Text excerpt:
By Dr. Jessie
I love animals. Shocking, I know. No one ever just comes out and tells people that they love animals anymore, right? It’s just that bumper stickers, T-shirts, tattoos, Sarah McLachlan commercials, rear window decals, and crazy cat lady hair just don’t seem adequate to express how much many of us obsess over our childer-uh, pets.
I get it, really, I do. Animals are amazing, frequently hilarious, and often a joy to be around. As a small animal veterinarian, I chose a career that allows me to be around them and the people who love them all day, every day. Then I go home, sometimes even before 10 pm, to relax with my two cats, dog, and however many alligators have decided my front porch looks comfy. It’s a wonderful, hairbally life.
Now that I’ve established I number among your animal-loving ranks so you don’t kill me and feed my remains to your fifty-two cats after you’ve read this article, I’m going to take some liberty here to tell you a bit about your friendly neighborhood veterinarian.

Record set:
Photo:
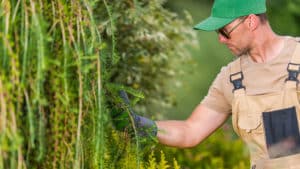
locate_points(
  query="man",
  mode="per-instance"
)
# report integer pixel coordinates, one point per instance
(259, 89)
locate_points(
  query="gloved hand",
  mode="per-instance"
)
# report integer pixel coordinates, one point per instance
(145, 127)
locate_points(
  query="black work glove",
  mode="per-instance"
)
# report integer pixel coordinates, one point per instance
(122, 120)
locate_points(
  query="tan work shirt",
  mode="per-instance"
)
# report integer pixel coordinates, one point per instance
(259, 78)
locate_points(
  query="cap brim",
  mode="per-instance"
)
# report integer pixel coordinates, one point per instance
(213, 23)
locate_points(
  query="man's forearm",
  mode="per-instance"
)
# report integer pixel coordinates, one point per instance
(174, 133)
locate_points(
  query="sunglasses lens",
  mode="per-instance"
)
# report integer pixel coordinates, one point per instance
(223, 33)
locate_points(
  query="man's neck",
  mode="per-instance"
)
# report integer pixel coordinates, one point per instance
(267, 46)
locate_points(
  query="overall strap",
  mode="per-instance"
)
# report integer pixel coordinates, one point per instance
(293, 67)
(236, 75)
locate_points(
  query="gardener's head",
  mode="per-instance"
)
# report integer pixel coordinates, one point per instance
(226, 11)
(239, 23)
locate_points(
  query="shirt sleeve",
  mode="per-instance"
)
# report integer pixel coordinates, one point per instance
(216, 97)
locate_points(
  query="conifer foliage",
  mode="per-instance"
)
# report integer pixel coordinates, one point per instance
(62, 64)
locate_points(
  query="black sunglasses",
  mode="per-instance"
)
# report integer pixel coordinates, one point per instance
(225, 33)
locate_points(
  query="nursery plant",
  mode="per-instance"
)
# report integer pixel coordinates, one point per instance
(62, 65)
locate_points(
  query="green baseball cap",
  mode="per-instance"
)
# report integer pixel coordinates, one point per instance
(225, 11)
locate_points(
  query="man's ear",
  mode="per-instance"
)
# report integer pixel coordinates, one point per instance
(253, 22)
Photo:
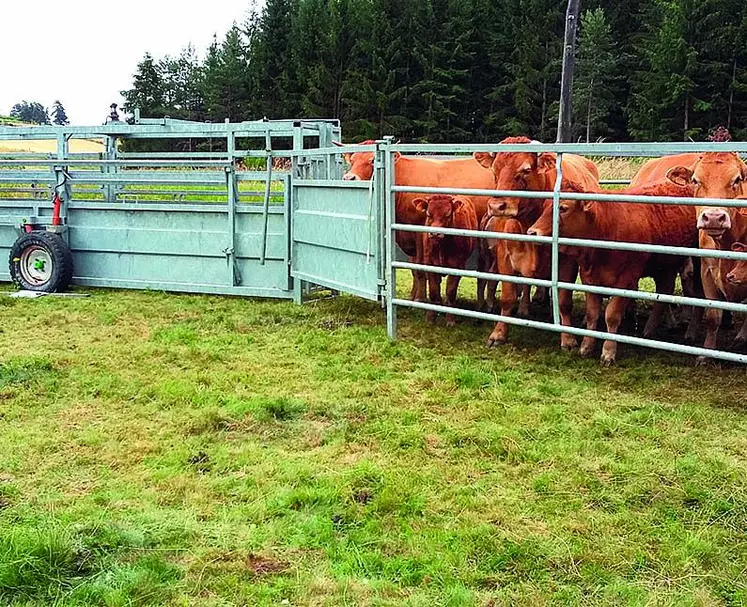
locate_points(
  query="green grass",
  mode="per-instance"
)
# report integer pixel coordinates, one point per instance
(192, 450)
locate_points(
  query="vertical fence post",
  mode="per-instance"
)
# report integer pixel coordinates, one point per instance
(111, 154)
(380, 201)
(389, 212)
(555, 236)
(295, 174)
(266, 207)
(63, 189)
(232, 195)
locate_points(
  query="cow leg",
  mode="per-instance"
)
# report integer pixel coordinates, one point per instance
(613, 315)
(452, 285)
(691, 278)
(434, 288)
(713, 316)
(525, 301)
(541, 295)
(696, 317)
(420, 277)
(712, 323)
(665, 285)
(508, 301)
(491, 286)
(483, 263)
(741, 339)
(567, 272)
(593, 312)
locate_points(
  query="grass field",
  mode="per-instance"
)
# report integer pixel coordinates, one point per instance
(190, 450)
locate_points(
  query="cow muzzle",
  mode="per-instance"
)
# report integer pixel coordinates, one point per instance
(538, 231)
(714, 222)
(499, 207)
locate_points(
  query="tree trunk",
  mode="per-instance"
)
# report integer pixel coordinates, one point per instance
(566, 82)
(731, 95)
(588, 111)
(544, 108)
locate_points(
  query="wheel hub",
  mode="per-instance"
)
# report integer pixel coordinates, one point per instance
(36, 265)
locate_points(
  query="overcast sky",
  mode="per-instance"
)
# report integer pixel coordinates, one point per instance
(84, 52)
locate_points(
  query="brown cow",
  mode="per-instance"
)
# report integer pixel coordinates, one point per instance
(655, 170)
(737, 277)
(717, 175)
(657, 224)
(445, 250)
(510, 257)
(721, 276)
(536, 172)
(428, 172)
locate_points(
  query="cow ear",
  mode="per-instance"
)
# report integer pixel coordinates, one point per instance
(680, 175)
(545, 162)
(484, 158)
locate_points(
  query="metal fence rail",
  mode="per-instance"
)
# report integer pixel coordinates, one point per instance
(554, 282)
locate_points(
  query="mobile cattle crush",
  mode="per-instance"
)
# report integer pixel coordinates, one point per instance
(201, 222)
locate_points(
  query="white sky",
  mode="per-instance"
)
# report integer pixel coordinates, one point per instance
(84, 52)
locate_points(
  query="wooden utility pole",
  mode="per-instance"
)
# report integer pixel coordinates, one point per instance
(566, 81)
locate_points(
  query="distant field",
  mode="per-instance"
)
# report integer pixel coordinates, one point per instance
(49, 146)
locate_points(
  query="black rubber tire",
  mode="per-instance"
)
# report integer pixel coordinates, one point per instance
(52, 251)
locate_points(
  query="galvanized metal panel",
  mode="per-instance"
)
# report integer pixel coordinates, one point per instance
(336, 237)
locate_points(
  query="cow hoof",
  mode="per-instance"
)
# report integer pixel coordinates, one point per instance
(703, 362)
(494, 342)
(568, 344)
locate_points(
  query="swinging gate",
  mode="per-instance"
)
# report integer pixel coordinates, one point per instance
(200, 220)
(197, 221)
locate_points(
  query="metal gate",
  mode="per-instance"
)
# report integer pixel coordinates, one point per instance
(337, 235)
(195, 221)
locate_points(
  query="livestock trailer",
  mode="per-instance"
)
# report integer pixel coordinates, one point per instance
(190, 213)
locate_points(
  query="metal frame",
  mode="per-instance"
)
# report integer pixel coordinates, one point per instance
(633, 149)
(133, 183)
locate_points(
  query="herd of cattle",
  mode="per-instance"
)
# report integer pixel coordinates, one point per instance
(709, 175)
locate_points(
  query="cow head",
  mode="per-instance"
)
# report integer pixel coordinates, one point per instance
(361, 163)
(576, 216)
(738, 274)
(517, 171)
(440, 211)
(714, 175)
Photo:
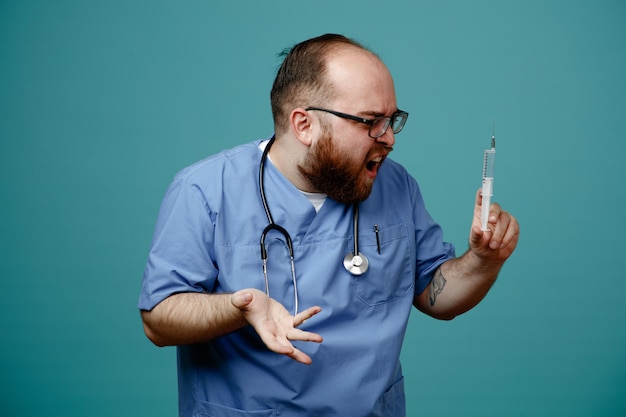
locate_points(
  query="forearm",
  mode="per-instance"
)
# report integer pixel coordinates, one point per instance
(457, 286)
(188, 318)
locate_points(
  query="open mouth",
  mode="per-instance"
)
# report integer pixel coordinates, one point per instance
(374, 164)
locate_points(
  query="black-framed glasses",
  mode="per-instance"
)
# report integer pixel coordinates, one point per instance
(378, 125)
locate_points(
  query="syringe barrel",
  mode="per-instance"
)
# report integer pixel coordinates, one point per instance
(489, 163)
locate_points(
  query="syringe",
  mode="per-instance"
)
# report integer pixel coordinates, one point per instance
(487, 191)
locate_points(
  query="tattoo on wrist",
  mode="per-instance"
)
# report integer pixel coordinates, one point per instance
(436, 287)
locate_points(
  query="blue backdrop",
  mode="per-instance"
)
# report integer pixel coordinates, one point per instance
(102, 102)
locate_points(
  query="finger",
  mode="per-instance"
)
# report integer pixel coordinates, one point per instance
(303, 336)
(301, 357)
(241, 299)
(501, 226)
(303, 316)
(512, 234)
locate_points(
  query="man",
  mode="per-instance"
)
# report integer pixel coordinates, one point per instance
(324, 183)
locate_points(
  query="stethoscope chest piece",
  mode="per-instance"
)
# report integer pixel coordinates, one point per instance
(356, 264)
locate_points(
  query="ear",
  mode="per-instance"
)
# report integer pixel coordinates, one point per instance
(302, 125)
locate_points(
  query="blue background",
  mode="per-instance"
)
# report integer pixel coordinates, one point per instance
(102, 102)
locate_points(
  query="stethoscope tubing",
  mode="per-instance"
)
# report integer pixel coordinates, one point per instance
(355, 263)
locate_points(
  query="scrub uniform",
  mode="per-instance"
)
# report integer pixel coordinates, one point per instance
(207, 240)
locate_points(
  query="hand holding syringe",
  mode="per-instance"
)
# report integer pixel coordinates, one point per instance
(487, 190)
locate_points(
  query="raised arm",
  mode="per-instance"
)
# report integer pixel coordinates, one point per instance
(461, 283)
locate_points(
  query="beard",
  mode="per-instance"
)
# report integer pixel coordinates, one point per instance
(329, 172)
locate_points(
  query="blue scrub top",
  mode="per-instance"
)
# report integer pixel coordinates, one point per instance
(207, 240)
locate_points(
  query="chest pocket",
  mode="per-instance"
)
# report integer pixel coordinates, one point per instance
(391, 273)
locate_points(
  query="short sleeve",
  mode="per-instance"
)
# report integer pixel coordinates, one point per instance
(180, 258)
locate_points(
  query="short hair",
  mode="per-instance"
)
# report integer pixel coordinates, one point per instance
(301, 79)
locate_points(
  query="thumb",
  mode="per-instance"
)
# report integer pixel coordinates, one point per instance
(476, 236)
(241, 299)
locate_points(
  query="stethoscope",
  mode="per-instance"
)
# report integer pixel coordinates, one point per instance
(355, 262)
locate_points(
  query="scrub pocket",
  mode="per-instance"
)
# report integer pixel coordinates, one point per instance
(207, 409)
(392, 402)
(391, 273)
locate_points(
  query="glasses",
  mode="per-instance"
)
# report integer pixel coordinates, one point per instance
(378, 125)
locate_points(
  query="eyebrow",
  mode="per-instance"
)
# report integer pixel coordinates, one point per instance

Assignment: Continue the veterinarian's essay on loving animals, starting after its last sentence.

Reply to the task:
We are generally fairly reasonable, good-hearted people who want to do everything we can to make sure your pet is happy, healthy, and lives a long time. We are willing to do just about anything we can to accommodate your needs, whether that means skipping lunch, staying after hours to wait with Cuddles while you finish your shopping, or paying out of our own pockets for treatment he needs that you swear you can’t afford (despite the new Rolex and Coach purse we have to pretend we don’t notice). We do our very best to take care of you and your little one.
We also have seen upwards of 6000 patients in the past twelve months. Do we remember that you told us last year that Pooky likes to eat the tiny Milkbones, not the medium-sized ones? Probably not. Do we remember that he had a Grade 2 mast cell tumor that was completely resected five years ago and has a chance of recurrence? Absolutely. Because we genuinely love our patients and what we do, but we have to prioritize the information we retain due to sheer volume.
When the day is over and we see you walking toward us in the parking lot after twelve hours of being on our feet and a stressful rollercoaster of emotional highs and lows, we still smile and coo over your new puppy and offer free advice on food and toys and training. Hey, we love animals, too! But do we want to stare at your blurry cell phone photos of your puppy at birth, three days old, five days old, one week old, all the way up to the picture you currently are taking as we are standing there looking at the previous photos?
We do not.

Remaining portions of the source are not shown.